• [TO BE DONE] Everything from the line that holds "Task: Where can the lighthouse tower" through the end of the data below should be output exactly, both ends included.

• [RECORDS FOR THE TASK]
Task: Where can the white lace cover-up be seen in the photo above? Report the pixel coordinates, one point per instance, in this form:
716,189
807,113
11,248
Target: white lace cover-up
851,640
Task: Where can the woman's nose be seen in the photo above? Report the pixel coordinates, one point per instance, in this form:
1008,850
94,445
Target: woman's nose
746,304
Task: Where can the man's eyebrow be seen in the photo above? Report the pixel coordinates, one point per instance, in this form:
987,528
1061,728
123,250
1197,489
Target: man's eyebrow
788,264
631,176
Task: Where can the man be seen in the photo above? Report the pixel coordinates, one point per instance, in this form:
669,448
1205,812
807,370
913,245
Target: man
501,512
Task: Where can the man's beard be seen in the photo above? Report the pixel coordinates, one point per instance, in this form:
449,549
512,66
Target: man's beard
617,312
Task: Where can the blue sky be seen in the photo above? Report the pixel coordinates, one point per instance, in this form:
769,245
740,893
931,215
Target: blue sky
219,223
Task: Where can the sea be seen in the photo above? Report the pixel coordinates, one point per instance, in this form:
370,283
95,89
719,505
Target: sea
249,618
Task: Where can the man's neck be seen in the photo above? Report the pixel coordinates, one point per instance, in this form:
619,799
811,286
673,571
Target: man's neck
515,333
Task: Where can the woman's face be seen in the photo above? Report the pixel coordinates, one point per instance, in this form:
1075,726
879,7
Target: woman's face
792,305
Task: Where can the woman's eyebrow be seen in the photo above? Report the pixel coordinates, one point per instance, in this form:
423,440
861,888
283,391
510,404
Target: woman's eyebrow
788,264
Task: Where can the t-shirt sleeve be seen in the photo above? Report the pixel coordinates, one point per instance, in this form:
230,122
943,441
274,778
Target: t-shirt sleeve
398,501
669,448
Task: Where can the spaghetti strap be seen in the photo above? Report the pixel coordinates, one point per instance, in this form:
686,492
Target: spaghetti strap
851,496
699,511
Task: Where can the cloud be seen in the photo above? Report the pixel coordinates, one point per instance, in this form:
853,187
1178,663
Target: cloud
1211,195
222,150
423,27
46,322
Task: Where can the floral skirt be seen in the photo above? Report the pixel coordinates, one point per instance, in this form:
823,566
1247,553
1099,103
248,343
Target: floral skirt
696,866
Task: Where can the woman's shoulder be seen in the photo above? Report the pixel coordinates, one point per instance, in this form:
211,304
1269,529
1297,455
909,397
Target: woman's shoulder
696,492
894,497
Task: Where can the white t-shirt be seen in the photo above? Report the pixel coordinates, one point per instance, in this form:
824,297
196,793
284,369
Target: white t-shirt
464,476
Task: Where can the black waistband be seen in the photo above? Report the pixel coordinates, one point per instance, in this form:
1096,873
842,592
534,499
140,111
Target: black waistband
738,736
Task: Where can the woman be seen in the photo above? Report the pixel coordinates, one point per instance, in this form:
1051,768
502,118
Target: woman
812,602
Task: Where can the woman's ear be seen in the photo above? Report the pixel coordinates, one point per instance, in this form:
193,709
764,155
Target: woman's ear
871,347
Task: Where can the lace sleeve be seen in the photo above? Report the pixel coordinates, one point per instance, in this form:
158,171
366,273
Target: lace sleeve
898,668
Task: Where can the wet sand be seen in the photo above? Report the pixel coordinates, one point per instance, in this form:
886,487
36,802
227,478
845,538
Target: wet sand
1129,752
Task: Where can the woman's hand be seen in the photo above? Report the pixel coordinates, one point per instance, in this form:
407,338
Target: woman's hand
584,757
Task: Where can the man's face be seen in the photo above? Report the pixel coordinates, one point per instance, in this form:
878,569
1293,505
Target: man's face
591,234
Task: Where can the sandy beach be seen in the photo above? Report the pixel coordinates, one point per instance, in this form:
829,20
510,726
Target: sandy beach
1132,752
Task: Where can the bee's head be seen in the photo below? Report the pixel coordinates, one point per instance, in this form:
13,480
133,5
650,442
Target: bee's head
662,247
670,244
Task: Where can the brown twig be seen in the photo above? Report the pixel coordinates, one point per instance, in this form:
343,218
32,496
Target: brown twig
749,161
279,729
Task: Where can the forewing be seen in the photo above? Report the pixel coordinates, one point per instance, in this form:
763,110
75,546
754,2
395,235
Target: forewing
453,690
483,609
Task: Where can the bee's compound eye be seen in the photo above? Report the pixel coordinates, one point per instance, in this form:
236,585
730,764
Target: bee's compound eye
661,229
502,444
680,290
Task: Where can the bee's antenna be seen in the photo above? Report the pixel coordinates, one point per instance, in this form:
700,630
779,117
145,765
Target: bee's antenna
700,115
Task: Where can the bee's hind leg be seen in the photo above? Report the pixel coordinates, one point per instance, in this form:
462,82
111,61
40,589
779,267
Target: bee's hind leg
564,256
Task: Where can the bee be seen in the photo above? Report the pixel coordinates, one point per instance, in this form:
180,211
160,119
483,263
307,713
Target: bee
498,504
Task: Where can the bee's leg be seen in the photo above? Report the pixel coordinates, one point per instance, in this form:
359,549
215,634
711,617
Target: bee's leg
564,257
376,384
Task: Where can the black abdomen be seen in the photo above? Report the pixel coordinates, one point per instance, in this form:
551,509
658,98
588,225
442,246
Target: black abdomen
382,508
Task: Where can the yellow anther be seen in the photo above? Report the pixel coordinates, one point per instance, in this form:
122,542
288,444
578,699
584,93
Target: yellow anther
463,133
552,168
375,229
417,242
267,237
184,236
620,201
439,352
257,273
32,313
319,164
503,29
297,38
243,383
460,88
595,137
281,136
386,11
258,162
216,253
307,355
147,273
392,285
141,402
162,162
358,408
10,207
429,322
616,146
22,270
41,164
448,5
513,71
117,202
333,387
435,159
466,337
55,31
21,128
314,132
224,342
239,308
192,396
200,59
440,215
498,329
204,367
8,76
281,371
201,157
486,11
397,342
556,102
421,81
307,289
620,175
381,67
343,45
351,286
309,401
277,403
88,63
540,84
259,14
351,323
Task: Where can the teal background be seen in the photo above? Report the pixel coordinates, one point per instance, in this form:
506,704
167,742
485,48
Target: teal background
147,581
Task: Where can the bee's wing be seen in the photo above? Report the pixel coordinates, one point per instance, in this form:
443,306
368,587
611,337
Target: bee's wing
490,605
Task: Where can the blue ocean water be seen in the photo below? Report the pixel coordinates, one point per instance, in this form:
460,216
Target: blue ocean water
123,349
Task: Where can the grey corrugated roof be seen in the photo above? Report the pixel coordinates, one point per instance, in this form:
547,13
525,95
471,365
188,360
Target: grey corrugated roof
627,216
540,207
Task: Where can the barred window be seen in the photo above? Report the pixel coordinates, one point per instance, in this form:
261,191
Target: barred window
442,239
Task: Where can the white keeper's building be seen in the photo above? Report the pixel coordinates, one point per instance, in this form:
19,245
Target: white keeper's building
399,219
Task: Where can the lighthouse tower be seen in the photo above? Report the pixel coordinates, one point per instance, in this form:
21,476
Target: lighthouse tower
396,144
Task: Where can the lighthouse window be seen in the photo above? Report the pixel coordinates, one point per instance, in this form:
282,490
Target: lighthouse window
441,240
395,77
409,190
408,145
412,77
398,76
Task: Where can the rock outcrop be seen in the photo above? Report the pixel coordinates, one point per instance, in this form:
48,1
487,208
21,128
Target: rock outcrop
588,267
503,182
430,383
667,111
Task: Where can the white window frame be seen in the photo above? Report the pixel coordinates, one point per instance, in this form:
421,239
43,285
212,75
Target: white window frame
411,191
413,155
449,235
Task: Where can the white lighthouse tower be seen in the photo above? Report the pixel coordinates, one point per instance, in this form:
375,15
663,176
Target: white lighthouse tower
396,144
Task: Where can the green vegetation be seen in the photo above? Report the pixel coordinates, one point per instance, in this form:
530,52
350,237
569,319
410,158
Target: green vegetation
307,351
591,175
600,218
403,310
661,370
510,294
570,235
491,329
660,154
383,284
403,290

• [SOLUTION TO THIS PROBLEM]
Task: Where can the lighthouse tower be seen in the photo above? Report the pixel coordinates, one point per instance, in this form:
21,476
Target: lighthouse tower
396,144
Task: Where can the lighthouse window be seen in the photo above? Report the pixel coordinates, one point per instance, in this form:
282,490
Target: lighthouse window
441,240
395,77
409,190
408,145
412,77
398,76
Task: Where can the rock outcrop be seen in the photo above? Report the pixel coordinates, one point per instance, in this form:
48,1
487,208
21,128
Target: rock outcrop
588,267
503,182
430,383
667,111
Task: Where can the white window frame be seen in the photo above? Report the pixel coordinates, one point per instance, in this form:
421,239
43,285
212,75
Target: white window frame
411,191
413,155
449,235
Task: Where can the white lighthouse tower be seen in the photo above? Report the pixel coordinates, one point per instance, in this form:
375,15
663,176
Target: white lighthouse tower
396,144
Task: Where can the green vegetation be seen in the photo above? Report the pixel coordinates, one point per instance, in this form:
530,52
350,237
569,319
410,158
Target: green vegetation
307,351
591,175
600,218
403,310
661,370
510,294
570,235
491,329
660,154
383,284
403,290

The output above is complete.